**What you are asked to do**
Pull out every line of the data that contains the string "fence", copying each one in full. Treat case as significant.

**Material for the task**
-=-=-=-=-
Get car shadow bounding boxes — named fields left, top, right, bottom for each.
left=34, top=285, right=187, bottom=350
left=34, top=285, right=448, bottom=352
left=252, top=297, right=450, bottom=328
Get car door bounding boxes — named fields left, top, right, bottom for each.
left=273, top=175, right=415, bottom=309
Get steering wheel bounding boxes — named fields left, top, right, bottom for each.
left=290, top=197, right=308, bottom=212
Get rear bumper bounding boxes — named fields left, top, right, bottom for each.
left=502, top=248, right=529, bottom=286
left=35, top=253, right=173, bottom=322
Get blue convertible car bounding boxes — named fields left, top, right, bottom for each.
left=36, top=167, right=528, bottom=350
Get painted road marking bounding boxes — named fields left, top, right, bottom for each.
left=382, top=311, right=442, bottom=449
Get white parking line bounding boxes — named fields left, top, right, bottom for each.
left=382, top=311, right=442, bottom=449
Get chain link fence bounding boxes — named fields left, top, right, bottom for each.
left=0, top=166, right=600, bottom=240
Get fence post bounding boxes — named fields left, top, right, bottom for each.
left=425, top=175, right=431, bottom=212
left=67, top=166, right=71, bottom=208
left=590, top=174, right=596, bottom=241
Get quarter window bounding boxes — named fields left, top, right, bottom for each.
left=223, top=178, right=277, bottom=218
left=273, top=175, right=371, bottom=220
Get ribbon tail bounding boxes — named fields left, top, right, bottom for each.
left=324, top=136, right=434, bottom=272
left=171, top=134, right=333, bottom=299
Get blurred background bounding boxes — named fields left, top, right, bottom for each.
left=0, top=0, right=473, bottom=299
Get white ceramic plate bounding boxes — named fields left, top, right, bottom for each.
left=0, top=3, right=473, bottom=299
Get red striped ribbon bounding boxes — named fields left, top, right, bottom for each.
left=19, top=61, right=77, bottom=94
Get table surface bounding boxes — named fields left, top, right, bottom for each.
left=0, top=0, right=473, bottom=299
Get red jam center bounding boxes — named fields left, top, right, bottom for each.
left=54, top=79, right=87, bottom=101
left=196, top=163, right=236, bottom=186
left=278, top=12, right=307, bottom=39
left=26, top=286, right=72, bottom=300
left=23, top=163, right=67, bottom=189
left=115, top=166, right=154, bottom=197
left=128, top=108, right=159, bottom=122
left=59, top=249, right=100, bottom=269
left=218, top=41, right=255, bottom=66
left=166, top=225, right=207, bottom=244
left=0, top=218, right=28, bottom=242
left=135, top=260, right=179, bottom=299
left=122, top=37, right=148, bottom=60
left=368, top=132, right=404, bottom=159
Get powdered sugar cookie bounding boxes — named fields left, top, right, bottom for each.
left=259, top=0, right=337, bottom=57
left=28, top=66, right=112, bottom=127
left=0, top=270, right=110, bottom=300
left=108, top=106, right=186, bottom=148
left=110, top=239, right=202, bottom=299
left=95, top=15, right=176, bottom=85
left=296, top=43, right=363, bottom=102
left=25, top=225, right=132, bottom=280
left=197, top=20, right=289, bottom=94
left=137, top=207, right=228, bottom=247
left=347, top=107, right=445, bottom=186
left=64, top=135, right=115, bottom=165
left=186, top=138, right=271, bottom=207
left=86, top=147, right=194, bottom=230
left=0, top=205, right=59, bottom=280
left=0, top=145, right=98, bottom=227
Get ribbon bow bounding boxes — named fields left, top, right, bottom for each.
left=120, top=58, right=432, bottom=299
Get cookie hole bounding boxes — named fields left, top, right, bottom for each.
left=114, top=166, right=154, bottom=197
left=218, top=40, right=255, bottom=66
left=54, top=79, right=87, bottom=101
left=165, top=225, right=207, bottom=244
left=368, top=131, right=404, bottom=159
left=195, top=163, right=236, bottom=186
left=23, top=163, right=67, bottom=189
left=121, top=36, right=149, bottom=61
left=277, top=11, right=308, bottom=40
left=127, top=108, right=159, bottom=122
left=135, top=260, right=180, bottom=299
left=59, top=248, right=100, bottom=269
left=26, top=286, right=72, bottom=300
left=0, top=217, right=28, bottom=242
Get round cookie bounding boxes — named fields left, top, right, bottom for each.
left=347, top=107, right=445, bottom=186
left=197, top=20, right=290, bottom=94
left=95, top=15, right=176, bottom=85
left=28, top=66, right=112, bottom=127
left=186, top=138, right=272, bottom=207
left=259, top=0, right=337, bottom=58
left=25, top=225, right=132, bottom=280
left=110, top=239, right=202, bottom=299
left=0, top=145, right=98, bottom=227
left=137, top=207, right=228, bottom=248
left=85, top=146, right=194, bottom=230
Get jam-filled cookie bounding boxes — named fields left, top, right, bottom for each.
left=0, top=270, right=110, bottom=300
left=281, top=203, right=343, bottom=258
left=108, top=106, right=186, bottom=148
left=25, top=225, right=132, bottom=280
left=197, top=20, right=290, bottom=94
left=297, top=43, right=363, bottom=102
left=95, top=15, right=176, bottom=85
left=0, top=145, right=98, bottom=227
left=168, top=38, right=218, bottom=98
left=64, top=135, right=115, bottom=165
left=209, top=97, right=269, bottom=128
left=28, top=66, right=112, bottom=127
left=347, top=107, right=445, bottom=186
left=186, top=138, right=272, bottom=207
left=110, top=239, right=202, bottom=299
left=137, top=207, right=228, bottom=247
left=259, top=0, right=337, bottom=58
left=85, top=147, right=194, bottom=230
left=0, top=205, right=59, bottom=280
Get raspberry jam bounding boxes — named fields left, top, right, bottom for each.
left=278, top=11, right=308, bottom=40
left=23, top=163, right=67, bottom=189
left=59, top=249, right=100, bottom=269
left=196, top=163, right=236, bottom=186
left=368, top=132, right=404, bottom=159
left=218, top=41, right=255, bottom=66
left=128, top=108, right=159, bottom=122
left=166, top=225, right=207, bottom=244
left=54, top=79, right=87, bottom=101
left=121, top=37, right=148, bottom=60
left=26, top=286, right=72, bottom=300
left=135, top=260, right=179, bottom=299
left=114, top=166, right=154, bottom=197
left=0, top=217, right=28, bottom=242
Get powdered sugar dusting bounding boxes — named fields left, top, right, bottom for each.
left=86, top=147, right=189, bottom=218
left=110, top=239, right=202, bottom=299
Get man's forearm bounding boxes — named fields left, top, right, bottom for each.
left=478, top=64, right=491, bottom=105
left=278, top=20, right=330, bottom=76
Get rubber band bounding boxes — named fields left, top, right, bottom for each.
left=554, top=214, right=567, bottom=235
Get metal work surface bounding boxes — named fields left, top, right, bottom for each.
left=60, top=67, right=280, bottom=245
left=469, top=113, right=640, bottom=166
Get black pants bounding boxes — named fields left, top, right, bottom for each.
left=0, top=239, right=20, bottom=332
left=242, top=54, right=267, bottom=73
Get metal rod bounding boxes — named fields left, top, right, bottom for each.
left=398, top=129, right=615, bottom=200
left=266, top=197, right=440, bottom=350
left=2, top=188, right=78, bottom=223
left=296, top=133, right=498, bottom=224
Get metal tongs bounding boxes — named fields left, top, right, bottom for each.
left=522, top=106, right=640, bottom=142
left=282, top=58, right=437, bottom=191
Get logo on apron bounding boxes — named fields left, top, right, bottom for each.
-=-=-=-=-
**Written response**
Get chain link fence bounding boxes — named fields left, top, right, bottom for each.
Get fence post bounding boxes — named fields left, top, right, bottom for each.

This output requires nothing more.